### ACTIVITY
Please retype all the data below exactly, line for line.

[Referring expression pointing data]
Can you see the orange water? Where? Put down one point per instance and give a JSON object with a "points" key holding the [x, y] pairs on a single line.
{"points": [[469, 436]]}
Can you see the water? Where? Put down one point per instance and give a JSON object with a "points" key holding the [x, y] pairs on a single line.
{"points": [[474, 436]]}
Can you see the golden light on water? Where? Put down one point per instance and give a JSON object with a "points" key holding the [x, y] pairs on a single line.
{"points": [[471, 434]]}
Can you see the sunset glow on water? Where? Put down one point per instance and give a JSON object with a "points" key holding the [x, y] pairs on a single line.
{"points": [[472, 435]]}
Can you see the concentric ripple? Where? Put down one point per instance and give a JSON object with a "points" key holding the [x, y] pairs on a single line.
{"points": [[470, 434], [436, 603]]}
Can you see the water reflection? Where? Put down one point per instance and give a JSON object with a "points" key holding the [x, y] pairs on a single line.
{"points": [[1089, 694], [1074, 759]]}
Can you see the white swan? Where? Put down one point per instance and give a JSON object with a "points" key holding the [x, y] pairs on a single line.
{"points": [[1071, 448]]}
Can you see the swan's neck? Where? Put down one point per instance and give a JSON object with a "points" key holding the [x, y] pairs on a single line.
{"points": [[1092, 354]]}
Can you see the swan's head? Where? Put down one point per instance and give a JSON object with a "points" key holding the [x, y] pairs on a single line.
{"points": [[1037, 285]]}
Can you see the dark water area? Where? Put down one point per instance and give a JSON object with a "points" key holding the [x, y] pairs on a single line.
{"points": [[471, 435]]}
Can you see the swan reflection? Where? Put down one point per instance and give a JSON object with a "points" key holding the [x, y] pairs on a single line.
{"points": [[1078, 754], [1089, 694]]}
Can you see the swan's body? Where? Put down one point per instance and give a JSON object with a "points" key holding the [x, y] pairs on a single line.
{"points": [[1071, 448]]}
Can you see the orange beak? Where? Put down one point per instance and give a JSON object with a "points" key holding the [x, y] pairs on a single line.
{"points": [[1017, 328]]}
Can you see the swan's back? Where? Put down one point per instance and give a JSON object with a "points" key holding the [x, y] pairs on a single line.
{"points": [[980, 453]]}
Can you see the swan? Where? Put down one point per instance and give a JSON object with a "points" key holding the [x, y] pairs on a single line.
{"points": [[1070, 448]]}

### TASK RESPONSE
Can you see the orange water? Where? Put down one point per instance and give a JSON object with a "points" key holding the [x, y] pairs on a single line.
{"points": [[469, 436]]}
Can you see the water? Where? Put down one point per instance and give a JSON object with a "points" key holding the [x, y] pairs on a single line.
{"points": [[474, 436]]}
Can you see the golden light on water? Where? Put down one point per instance and give a JSON object with a "points" key holding the [x, y] pairs on a single line.
{"points": [[471, 434]]}
Can you see the sunset glow on water? Where? Put down one point per instance and give a JSON object with a "points" key holding the [x, y] pairs on a single line.
{"points": [[472, 435]]}
Can you see the concentric ripple? Where? Put down one point per instance and give a JSON object with a "points" key holding the [x, y] pairs on a single line.
{"points": [[470, 434], [436, 603]]}
Can you see the water reflection? Where? Put down one point per instance and give a JSON object with a "points" key holding the [x, y] pairs on a single line.
{"points": [[1089, 694], [1074, 759]]}
Can you see the white swan? Where? Put down one point per instance and give a JSON object with a "points" key holding the [x, y] pairs on a single line.
{"points": [[1071, 448]]}
Can you see the swan's neck? Where? Put down one point per instance and give a JSON object with a "points" key holding the [x, y] pairs on a single line.
{"points": [[1092, 354]]}
Can you see the swan's head? Where? Put down one point per instance and give a JSON object with a "points" key holding the [x, y] pairs on a single line.
{"points": [[1037, 285]]}
Can you see the dark water area? Where? Put down one point per instance and give a JSON object with a "points" key holding the [x, y] pairs on a single line.
{"points": [[471, 435]]}
Can you see the swan reflection? Where? Put down one point per instance and give a JSON object with a "points" key holding the [x, y] pairs on a single line.
{"points": [[1078, 754], [1089, 694]]}
Can you see the swan's body? Where? Put down one point per instance and give a JSON object with a "points" key holding the [x, y] pairs on a single line.
{"points": [[1071, 448]]}
Can you see the orange beak? Where? Put down one point per instance and give a JSON object with a "points" key holding the [x, y] pairs on a single line.
{"points": [[1017, 328]]}
Can you see the swan's back? Where? Put down one point per instance and give a JSON object with a "points" key holding the [x, y] pairs on a single line.
{"points": [[980, 453]]}
Can you see the swan? Where? Put down one point per instance and give a JSON object with a "points" key holding the [x, y] pairs on a single line.
{"points": [[1070, 448]]}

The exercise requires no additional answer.